What the task requires:
Pick out each line in the data below that contains the word "Spot", and copy those lines.

**** Data in this exercise

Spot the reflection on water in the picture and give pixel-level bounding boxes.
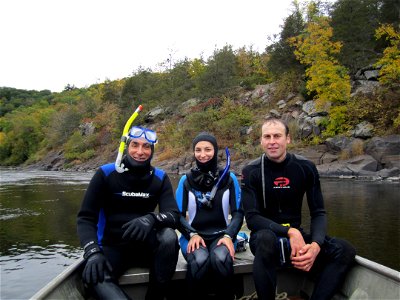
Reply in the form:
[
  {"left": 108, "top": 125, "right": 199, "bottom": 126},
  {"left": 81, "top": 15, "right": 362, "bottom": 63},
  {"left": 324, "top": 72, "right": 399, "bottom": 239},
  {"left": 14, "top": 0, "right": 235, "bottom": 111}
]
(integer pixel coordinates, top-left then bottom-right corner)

********
**** Data in this exercise

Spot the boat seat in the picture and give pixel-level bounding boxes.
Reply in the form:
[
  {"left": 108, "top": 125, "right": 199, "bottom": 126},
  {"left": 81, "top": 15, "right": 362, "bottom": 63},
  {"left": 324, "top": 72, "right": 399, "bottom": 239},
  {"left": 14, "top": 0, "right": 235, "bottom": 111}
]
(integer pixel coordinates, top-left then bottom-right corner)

********

Complete output:
Spot the reflection on water in the picture and give pixel-level bounding boxes.
Spot the boat seat in the picture and give pixel-level bounding boxes.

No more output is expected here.